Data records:
+ + +
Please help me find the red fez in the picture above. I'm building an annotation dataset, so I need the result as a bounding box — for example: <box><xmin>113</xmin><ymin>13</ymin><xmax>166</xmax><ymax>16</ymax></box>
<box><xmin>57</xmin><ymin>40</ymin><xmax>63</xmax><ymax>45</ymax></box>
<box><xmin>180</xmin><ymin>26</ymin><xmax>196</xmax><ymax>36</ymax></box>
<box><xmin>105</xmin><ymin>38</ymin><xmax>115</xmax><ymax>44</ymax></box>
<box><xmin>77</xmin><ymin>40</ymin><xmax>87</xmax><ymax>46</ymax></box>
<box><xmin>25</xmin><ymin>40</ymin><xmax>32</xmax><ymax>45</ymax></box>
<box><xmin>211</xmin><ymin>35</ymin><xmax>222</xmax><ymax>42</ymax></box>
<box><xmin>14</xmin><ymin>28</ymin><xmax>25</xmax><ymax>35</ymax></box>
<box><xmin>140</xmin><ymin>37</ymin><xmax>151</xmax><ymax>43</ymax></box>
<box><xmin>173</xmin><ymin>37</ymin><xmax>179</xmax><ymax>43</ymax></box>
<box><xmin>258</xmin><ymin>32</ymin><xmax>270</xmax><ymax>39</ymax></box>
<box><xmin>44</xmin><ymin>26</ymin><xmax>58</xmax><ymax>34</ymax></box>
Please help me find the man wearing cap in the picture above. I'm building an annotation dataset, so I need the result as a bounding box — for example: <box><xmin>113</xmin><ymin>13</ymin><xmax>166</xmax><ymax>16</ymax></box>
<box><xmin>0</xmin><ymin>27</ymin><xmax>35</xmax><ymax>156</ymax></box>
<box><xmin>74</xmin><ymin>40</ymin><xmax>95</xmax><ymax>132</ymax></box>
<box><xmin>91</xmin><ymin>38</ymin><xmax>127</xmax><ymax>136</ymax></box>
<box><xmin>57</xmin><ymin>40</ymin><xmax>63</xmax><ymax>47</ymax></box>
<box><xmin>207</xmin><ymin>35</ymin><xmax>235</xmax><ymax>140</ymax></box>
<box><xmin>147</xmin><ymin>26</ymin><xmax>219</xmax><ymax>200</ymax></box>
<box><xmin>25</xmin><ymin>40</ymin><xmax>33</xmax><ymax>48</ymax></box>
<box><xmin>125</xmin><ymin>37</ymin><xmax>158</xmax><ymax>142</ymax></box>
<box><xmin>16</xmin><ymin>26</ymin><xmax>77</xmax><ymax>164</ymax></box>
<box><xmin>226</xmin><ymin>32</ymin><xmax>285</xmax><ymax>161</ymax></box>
+ + +
Description of the task
Reproduce the complete data exactly as presented above.

Written response
Please help me find the red fez in the picture above. I'm building an annotation dataset, so I need the result as a bounding box — for example: <box><xmin>113</xmin><ymin>13</ymin><xmax>166</xmax><ymax>16</ymax></box>
<box><xmin>57</xmin><ymin>40</ymin><xmax>63</xmax><ymax>45</ymax></box>
<box><xmin>180</xmin><ymin>26</ymin><xmax>196</xmax><ymax>36</ymax></box>
<box><xmin>105</xmin><ymin>38</ymin><xmax>115</xmax><ymax>44</ymax></box>
<box><xmin>77</xmin><ymin>40</ymin><xmax>87</xmax><ymax>46</ymax></box>
<box><xmin>25</xmin><ymin>40</ymin><xmax>32</xmax><ymax>45</ymax></box>
<box><xmin>211</xmin><ymin>35</ymin><xmax>222</xmax><ymax>42</ymax></box>
<box><xmin>14</xmin><ymin>28</ymin><xmax>25</xmax><ymax>35</ymax></box>
<box><xmin>140</xmin><ymin>37</ymin><xmax>151</xmax><ymax>43</ymax></box>
<box><xmin>173</xmin><ymin>37</ymin><xmax>179</xmax><ymax>43</ymax></box>
<box><xmin>258</xmin><ymin>32</ymin><xmax>270</xmax><ymax>39</ymax></box>
<box><xmin>44</xmin><ymin>26</ymin><xmax>58</xmax><ymax>34</ymax></box>
Please help me find the man wearing cap in the picture above. I'm building an annotation dataset, so I need the result as a bounding box — for example: <box><xmin>113</xmin><ymin>13</ymin><xmax>166</xmax><ymax>16</ymax></box>
<box><xmin>0</xmin><ymin>27</ymin><xmax>35</xmax><ymax>156</ymax></box>
<box><xmin>74</xmin><ymin>40</ymin><xmax>95</xmax><ymax>132</ymax></box>
<box><xmin>91</xmin><ymin>38</ymin><xmax>127</xmax><ymax>136</ymax></box>
<box><xmin>57</xmin><ymin>40</ymin><xmax>63</xmax><ymax>47</ymax></box>
<box><xmin>207</xmin><ymin>35</ymin><xmax>235</xmax><ymax>140</ymax></box>
<box><xmin>147</xmin><ymin>26</ymin><xmax>219</xmax><ymax>200</ymax></box>
<box><xmin>25</xmin><ymin>40</ymin><xmax>33</xmax><ymax>48</ymax></box>
<box><xmin>125</xmin><ymin>37</ymin><xmax>158</xmax><ymax>142</ymax></box>
<box><xmin>16</xmin><ymin>26</ymin><xmax>77</xmax><ymax>164</ymax></box>
<box><xmin>226</xmin><ymin>32</ymin><xmax>285</xmax><ymax>161</ymax></box>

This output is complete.